◆ **Extract**
BEGIN

You are viewing a plain text version of this content. The canonical link for it is here.

Posted to dev@spark.apache.org by Michael Armbrust <mi...@databricks.com> on 2016/05/19 21:44:38 UTC

Re: Possible Hive problem with Spark 2.0.0 preview.

>
> 1. “val sqlContext = new org.apache.spark.sql.hive.HiveContext(sc)”
> doesn’t work because “HiveContext not a member of
> org.apache.spark.sql.hive”  I checked the documentation, and it looks like
> it should still work for spark-2.0.0-preview-bin-hadoop2.7.tgz
>

HiveContext has been deprecated and moved to a 1.x compatibility package,
which you'll need to include explicitly.  Docs have not been updated yet.


> 2. I also tried the new spark session, ‘spark.table(“db.table”)’, it fails
> with a HDFS permission denied can’t write to “/user/hive/warehouse”

END

◆ **Jobs**
(A) In the records, take the part that opens with the line containing "Tag the gradient" and runs through the end, and write it out again with "sample" swapped for "example" and nothing else changed. Leave the pictures out.
(B) Carry on the forum reply about the Hive problem with the Spark 2.0.0 preview from the point where it stops.

Location identification items:
BEGIN

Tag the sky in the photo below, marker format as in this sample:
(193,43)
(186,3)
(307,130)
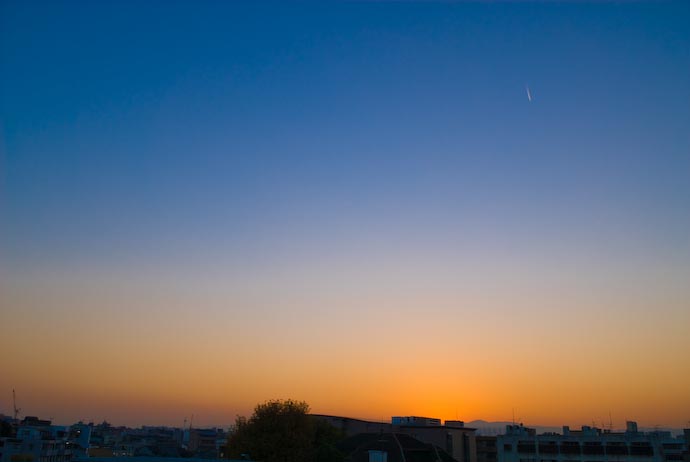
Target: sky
(206,205)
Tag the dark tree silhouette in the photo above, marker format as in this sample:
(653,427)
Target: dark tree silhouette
(283,431)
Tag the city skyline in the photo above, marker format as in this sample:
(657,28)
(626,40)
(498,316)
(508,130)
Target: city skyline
(443,209)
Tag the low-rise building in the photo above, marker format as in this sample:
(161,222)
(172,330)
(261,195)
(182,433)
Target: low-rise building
(590,444)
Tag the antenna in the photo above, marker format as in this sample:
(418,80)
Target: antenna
(14,404)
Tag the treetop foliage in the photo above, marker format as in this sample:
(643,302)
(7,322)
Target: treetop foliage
(283,431)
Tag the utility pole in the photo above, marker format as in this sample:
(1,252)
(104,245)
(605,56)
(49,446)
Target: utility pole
(14,404)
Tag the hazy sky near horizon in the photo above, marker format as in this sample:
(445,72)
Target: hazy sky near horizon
(204,205)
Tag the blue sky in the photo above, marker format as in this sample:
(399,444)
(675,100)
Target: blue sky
(123,122)
(283,148)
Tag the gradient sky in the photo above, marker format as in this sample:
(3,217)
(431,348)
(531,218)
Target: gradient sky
(204,205)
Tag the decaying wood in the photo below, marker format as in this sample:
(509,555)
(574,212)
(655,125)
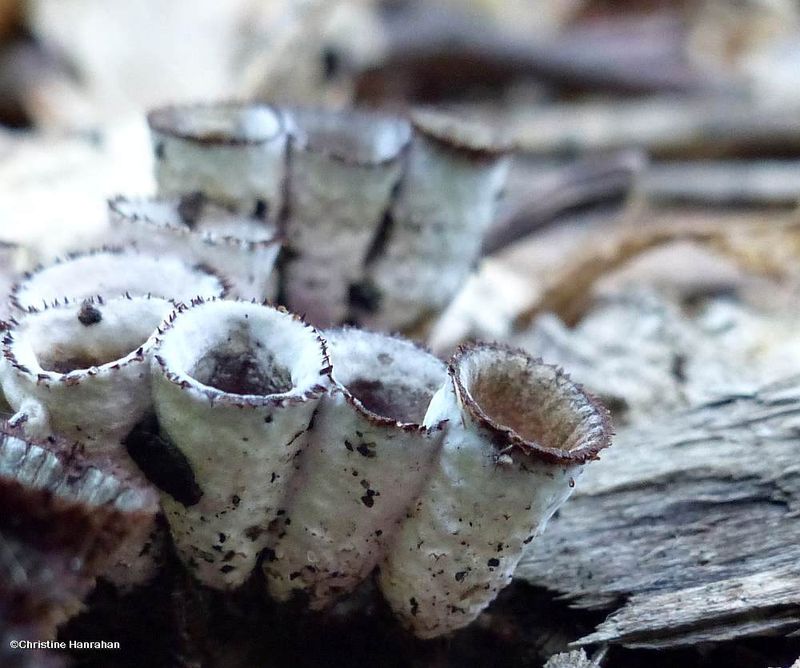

END

◆ **In response**
(A)
Tag the gradient sky in the photo above, marker format as in this example:
(3,217)
(431,348)
(531,218)
Target: gradient sky
(204,205)
Tag the decaying wood in the photo below, marker format as in this example:
(509,555)
(574,212)
(655,125)

(B)
>

Where are the HDFS configurations located?  We might not be propagating
them correctly any more.

Re: Possible Hive problem with Spark 2.0.0 preview.

Posted by Doug Balog <do...@dugos.com>.

Some more info I’m still digging.
I’m just trying to do  `spark.table(“db.table”).count`from a spark-shell
“db.table” is just a hive table.

At commit b67668b this worked just fine and it returned the number of rows in db.table.
Starting at ca99171  "[SPARK-15073][SQL] Hide SparkSession constructor from the public” it fails with 

org.apache.spark.sql.AnalysisException: Database ‘db' does not exist;
  at org.apache.spark.sql.catalyst.catalog.ExternalCatalog.requireDbExists(ExternalCatalog.scala:37)
  at org.apache.spark.sql.catalyst.catalog.InMemoryCatalog.tableExists(InMemoryCatalog.scala:195)
  at org.apache.spark.sql.catalyst.catalog.InMemoryCatalog.requireTableExists(InMemoryCatalog.scala:63)
  at org.apache.spark.sql.catalyst.catalog.InMemoryCatalog.getTable(InMemoryCatalog.scala:186)
  at org.apache.spark.sql.catalyst.catalog.SessionCatalog.lookupRelation(SessionCatalog.scala:337)
  at org.apache.spark.sql.SparkSession.table(SparkSession.scala:524)
  at org.apache.spark.sql.SparkSession.table(SparkSession.scala:520)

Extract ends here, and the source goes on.